**Selection:**

___

No — the reduction to divisors is specific to the constraint \(a \cdot b = n\). For additive constraints (\(a + b = k\)), fixing \(a\) gives \(b = k - a\), and the count depends on range checks. For modular constraints (\(a \cdot b \equiv 1 \pmod{m}\)), fixing \(a\) requires computing a modular inverse. The pattern is the same — fix one, derive the other — but the "derive" step depends on the equation.

The Complete Fix Pattern

Every example above follows the same five steps:

Pick a variable to fix. Usually the current element or the right endpoint of a pair.
Ask: what does the other variable need to be? There's always a constraint connecting them.
Derive it from the problem's equation. Rearrange, substitute, take a modulus — whatever isolates the unknown.
Look it up. Use a hash map, a set, or a sorted structure to check whether that value exists (or how many times it appears).
Update bookkeeping for future lookups. Add the current element's information so that later iterations can find it.

If fixing one variable gives you \(O(1)\) or \(O(\log n)\) lookup for the other, you've almost certainly found the solution.

___

**Records from a dataset:**
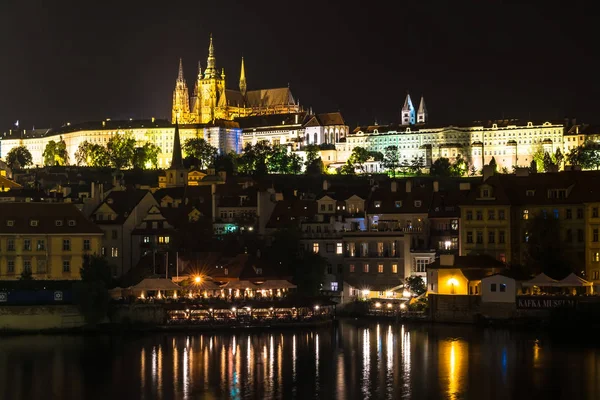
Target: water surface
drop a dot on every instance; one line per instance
(352, 361)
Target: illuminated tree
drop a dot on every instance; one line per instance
(19, 157)
(121, 148)
(199, 149)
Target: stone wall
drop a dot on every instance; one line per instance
(150, 314)
(40, 318)
(453, 308)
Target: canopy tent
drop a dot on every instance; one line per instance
(540, 281)
(239, 285)
(573, 281)
(276, 284)
(156, 284)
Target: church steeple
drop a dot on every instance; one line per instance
(177, 160)
(210, 70)
(243, 79)
(422, 112)
(408, 111)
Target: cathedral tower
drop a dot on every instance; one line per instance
(408, 111)
(422, 116)
(181, 100)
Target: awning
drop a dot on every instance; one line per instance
(156, 284)
(276, 284)
(541, 280)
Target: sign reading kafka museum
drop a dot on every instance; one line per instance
(544, 303)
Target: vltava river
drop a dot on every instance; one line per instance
(354, 361)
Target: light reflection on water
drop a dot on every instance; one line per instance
(352, 361)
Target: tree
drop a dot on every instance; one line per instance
(391, 159)
(91, 293)
(359, 157)
(544, 249)
(19, 157)
(121, 149)
(415, 284)
(201, 150)
(146, 156)
(441, 167)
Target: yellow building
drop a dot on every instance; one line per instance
(48, 239)
(211, 100)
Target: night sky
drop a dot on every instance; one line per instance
(69, 61)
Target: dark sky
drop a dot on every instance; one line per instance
(82, 60)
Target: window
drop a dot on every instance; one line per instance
(421, 264)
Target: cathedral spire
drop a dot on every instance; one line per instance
(210, 62)
(180, 75)
(243, 79)
(177, 160)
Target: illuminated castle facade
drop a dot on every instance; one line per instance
(211, 100)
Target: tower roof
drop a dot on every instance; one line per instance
(408, 103)
(177, 160)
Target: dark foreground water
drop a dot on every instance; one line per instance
(372, 361)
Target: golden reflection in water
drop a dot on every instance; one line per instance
(453, 356)
(366, 361)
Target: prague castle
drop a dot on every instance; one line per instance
(211, 100)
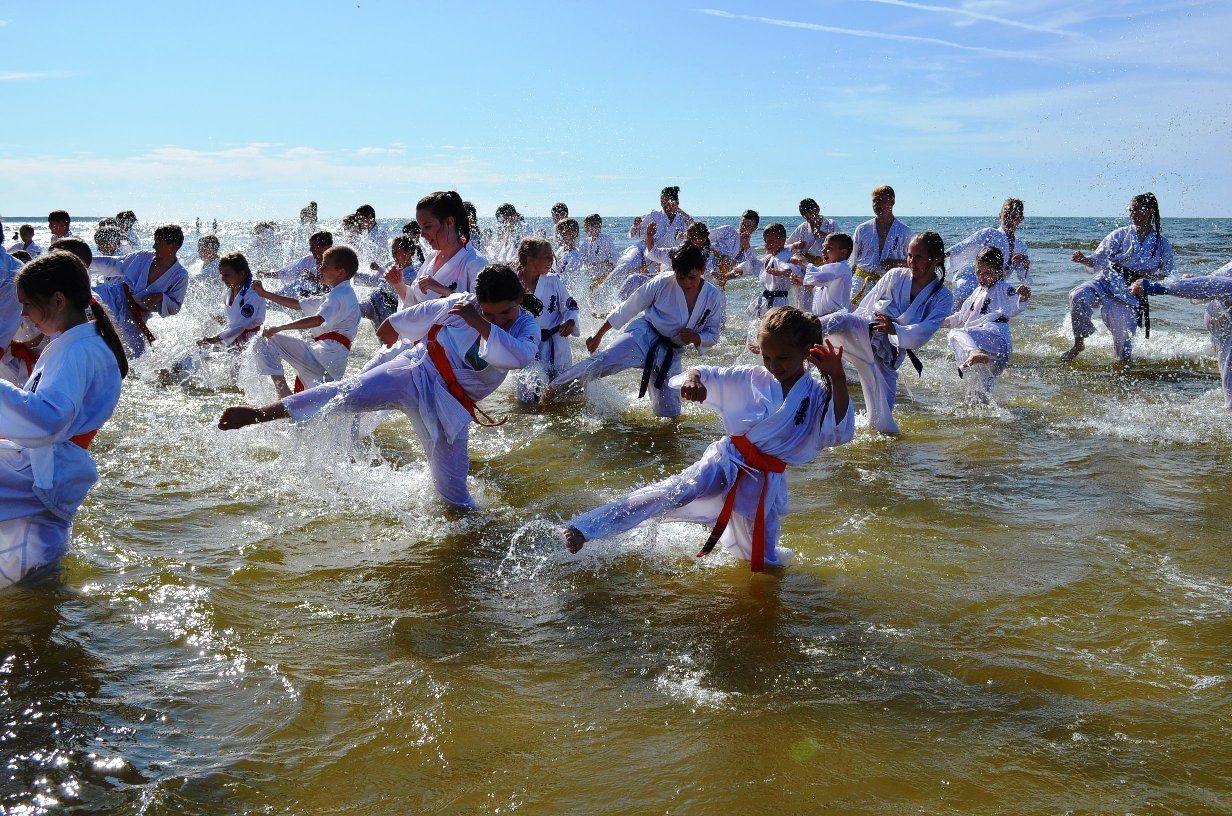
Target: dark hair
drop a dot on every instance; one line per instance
(499, 282)
(77, 247)
(842, 240)
(239, 263)
(775, 228)
(801, 328)
(344, 257)
(170, 232)
(529, 248)
(1152, 204)
(447, 205)
(63, 271)
(109, 234)
(993, 257)
(686, 258)
(935, 247)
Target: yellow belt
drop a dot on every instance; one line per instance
(866, 276)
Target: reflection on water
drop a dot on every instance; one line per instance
(1014, 608)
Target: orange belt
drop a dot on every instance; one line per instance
(441, 360)
(329, 335)
(766, 465)
(138, 313)
(26, 351)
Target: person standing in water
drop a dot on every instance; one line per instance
(880, 243)
(47, 424)
(1124, 257)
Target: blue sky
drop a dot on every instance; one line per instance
(249, 110)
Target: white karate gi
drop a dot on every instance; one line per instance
(316, 360)
(1109, 290)
(877, 356)
(133, 270)
(1216, 290)
(458, 273)
(555, 354)
(982, 323)
(794, 427)
(43, 476)
(962, 258)
(832, 287)
(408, 380)
(866, 257)
(660, 311)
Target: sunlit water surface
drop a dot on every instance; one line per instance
(1021, 608)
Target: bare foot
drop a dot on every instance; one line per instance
(237, 417)
(976, 358)
(573, 539)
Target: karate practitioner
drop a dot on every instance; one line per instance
(47, 424)
(142, 285)
(556, 312)
(898, 314)
(880, 243)
(775, 414)
(961, 257)
(330, 322)
(660, 318)
(980, 334)
(1216, 290)
(1125, 255)
(830, 282)
(460, 348)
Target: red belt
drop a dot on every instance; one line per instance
(329, 335)
(441, 360)
(26, 351)
(766, 465)
(138, 313)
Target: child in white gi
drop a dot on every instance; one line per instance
(775, 414)
(457, 351)
(556, 312)
(898, 314)
(1216, 290)
(47, 424)
(980, 334)
(663, 316)
(332, 322)
(1124, 257)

___

**Given task 1:** Can you scale the entries starting at the line containing "Target: child in white gi" and ending at the last line of the entries, writing out all those lines again with each point coordinate multiplied by 2.3 and rounded to a whole number (halves rounded up)? Leave every other line of the entries unchanged.
**Given task 2:** Can you extend the passage on the fix-one-variable pattern, starting right after its final sentence?

**Response 1:**
Target: child in white gi
drop a dot on every instance; one line per instance
(1783, 952)
(1051, 807)
(1279, 718)
(2065, 722)
(2797, 667)
(108, 975)
(2254, 768)
(1525, 727)
(764, 741)
(2585, 591)

**Response 2:**
Quick Recap

Fix one variable, the equation forces the other. This is the entire logic behind Two Sum, Count Good Pairs, Count Bad Pairs, and two-variable substitution.
The complete Fix pattern: pick a variable, ask what the other must be, derive it from the equation, look it up, update bookkeeping.
Equation transformation + complement counting is a two-move combo: rearrange the constraint to create a simpler problem, then count the easy version and subtract.
The modulo trick shrinks the search space by replacing values with residues. Combined with Pigeonhole, it often gives existence proofs for free.

Problems

Problem	Link	Difficulty	Technique
LC 1 — Two Sum	leetcode.com/problems/two-sum	Easy	Fix \(a_i\), look up \(t - a_i\)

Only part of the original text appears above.